§ QUOTED PASSAGE
After mid-October the Tioga Road is closed to overnight parking between the pass and Crane Flat, but a visitor can lock their bike at any trailhead and take to the back-country for a dose of rare alpine Yosemite solitude.
The shoulder season cyclist needs to be painfully aware of the immediate weather forecast. Overnight parking is prohibited to prevent cars from getting stranded by early snow. The precise date of that first storm varies widely – in 2004, snow buried the high country on October 17, but only eight years later the road was open until mid-January. Over the past three decades, the road has closed 19 times before mid-November. The window is short, so start planning now. Check the weather with religious fervor. Nobody wants to push their bike through miles of Sierra cement.
Even in autumn, a permit is required. Yosemite Valley wilderness centers are open year-round, but entering from Tioga means self-registration. In summer a permit allows one night at a front country campground at the beginning and end of a backpacking trip. In October the campgrounds are closed to automobiles, but a cyclist can easily bypass the gate and sleep there. This is a fuzzy area in Yosemite regulations, but with an outhouse, bear box and trash cans, sleeping at a campground is obviously the lowest impact camping around.
Starting at Tioga Pass allows instant access to the high country and a glimpse into the history of this spectacular road. Biking from the entrance station to Tuolumne Meadows takes less than half an hour. Natives passed through these meadows to trade with their neighbors as early as 2,500 BC. Their route, the Mono Trail, started in Yosemite Valley and followed the course of today’s road past Tenaya Lake and into Tuolumne Meadows, where it crossed the crest at Mono Pass and headed down Bloody Canyon to Mono Lake.

§ DATASET ENTRIES
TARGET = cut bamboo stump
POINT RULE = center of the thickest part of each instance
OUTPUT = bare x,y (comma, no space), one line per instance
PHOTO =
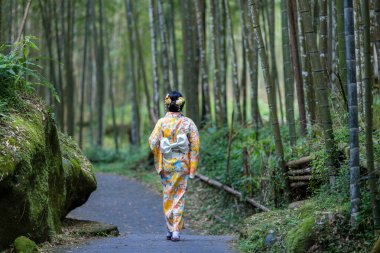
231,191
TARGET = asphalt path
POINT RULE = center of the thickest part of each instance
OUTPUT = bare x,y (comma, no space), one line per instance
137,212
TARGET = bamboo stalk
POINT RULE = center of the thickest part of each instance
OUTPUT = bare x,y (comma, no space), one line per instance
22,26
298,184
300,162
232,191
300,178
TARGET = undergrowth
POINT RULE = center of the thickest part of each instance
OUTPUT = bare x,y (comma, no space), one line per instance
19,74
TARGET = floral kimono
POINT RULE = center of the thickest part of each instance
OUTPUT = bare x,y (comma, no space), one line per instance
175,145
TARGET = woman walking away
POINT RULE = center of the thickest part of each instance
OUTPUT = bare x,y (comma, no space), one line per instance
175,145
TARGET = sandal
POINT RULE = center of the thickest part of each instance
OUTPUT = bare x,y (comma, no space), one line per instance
175,237
169,235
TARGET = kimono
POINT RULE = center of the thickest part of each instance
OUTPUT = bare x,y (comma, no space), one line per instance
175,162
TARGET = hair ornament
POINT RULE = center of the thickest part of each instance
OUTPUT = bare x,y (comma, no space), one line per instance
167,99
180,101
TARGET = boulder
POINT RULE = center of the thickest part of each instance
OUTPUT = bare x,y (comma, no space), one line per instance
43,175
25,245
300,238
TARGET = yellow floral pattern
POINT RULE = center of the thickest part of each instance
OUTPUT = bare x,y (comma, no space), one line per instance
174,168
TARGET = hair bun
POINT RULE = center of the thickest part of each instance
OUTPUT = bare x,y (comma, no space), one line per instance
167,99
180,101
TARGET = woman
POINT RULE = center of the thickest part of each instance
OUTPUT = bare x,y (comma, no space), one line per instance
175,145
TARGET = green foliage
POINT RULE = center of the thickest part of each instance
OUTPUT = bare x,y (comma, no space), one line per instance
300,238
19,74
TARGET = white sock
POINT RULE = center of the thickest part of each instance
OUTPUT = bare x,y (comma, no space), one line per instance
176,234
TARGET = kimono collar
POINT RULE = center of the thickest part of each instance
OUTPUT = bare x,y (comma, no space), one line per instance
174,114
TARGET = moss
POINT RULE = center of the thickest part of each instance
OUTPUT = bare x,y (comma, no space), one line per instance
36,189
300,238
24,245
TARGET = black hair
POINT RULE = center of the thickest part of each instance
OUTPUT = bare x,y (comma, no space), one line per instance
173,107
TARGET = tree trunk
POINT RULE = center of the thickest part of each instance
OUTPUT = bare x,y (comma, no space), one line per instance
320,80
323,39
222,38
135,120
60,116
253,58
84,66
142,70
110,70
203,60
342,49
174,66
273,61
235,81
377,37
69,67
245,53
288,74
307,75
156,105
367,80
190,77
353,112
215,54
164,48
297,67
270,94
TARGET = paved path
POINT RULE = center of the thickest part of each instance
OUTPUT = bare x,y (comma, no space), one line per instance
137,211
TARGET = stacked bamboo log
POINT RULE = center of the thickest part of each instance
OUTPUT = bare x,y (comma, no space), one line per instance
232,191
299,172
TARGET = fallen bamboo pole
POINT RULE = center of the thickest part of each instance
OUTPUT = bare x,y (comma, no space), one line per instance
300,178
298,184
300,162
232,191
299,172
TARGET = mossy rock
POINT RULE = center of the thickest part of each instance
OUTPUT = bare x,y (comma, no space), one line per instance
23,244
43,175
300,238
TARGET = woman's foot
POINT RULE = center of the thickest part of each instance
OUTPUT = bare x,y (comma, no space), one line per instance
169,235
175,236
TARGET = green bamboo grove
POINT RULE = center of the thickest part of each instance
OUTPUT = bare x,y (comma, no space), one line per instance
305,69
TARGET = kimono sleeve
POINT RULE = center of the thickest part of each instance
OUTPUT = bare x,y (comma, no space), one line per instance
194,148
154,144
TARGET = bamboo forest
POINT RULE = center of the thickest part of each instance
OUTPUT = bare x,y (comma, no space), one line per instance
189,126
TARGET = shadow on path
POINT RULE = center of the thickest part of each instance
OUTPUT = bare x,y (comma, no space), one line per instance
137,212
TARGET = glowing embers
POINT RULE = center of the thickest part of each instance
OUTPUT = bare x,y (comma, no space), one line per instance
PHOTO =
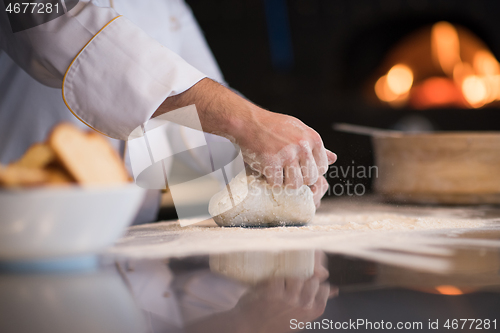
440,66
395,85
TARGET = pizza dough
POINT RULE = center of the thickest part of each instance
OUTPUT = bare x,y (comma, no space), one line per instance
254,203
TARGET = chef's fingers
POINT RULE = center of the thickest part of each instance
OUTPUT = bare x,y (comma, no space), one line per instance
309,291
319,189
334,292
322,296
332,157
274,174
293,176
308,167
321,159
320,265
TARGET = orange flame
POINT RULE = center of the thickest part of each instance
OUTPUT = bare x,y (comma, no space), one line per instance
449,290
445,46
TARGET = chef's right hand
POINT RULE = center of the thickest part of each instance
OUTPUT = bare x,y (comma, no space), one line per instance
283,149
280,147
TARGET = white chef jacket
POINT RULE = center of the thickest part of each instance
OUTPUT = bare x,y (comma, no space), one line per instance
115,66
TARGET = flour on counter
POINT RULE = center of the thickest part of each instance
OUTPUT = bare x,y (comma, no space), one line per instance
384,233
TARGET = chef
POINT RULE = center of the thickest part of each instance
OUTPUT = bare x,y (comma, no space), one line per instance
114,64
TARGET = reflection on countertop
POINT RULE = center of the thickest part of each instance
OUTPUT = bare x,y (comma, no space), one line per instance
412,275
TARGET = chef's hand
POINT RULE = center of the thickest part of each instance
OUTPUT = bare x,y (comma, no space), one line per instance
280,147
319,189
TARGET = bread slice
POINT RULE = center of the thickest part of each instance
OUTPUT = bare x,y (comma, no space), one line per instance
88,157
37,156
20,176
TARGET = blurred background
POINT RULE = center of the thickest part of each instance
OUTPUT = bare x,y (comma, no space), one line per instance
403,64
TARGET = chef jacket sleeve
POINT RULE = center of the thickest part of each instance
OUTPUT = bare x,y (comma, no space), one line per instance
113,75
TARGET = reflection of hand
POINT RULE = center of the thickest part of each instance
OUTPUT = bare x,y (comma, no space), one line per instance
319,189
270,306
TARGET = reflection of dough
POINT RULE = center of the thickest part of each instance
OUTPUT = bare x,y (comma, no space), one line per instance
253,267
263,205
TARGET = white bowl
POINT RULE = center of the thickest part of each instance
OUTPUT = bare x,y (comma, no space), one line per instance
48,223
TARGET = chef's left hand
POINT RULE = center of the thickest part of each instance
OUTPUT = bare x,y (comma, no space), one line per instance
319,189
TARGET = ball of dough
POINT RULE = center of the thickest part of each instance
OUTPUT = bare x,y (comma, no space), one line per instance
255,203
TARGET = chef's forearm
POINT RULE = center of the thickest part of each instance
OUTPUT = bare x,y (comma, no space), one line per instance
221,111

§ PROBLEMS AND TASKS
1. According to the text on cycling Yosemite's Tioga Road, how many times has the road closed before mid-November over the past three decades?
2. Write the next part of the text on cycling Yosemite's Tioga Road, picking up after its final sentence.
The listing has nothing to do with the Tioga Road text.

§ RESPONSES TO THE EXERCISE
1. It has closed 19 times.

2.
White men didn’t venture into the meadows until the 1850s, when Lt. Moore and his battalion pursued Chief Tenaya and the remnants of his tribe across the Mono Trail. The natives managed to escape execution and white people stumbled upon the largest alpine meadow in the Sierra. In 1864 Congress granted Yosemite Valley and the Mariposa Grove to California as a natural preserve; the rest of Yosemite National Park was added in 1890, thanks to the tireless dedication of John Muir and Robert Underwood Johnson.
Before Europeans came to the Yosemite high country for recreation, they swarmed the area looking for silver. From 1878-1884 the area just north of Tioga Pass was overrun with miners, engineers, merchants and mule drivers. A route suitable for wagons or a railroad was surveyed in 1882 and completed in 1883. The mine folded ten months later and no ore ever traveled the Tioga Road. From 1890-1915 the road was privately owned, and maintained in a haphazard manner by the concessionaires that sprang up along its edges to serve travelers.
But in 1915, Stephen T. Mather foresaw the advent of the automobile and wanted to ensure public access to Yosemite’s high country. He got legislation passed allowing for a gift to the government like the Tioga Road and then persuaded his wealthy friends to purchase the right of way. He made up the difference from his own pocket. Since he was a government employee, he couldn’t make the donation himself, so he arranged for the title to be transferred to a friend, who then donated it to the Park Service.
The remnants of the Great Sierra Mine responsible for the Tioga Road are perched on the Sierra crest at 10,670 feet, a two-mile walk from the Tioga entrance station. Saddlebag Lake is a short cross-country jaunt away and provides an excellent base to explore the glaciers and peaks of the Hall Research Area and Hoover Wilderness. Returning along the Saddlebag Road and back to Tioga Pass allows the possibility of catching a ride back to a bike and makes an excellent low-key loop.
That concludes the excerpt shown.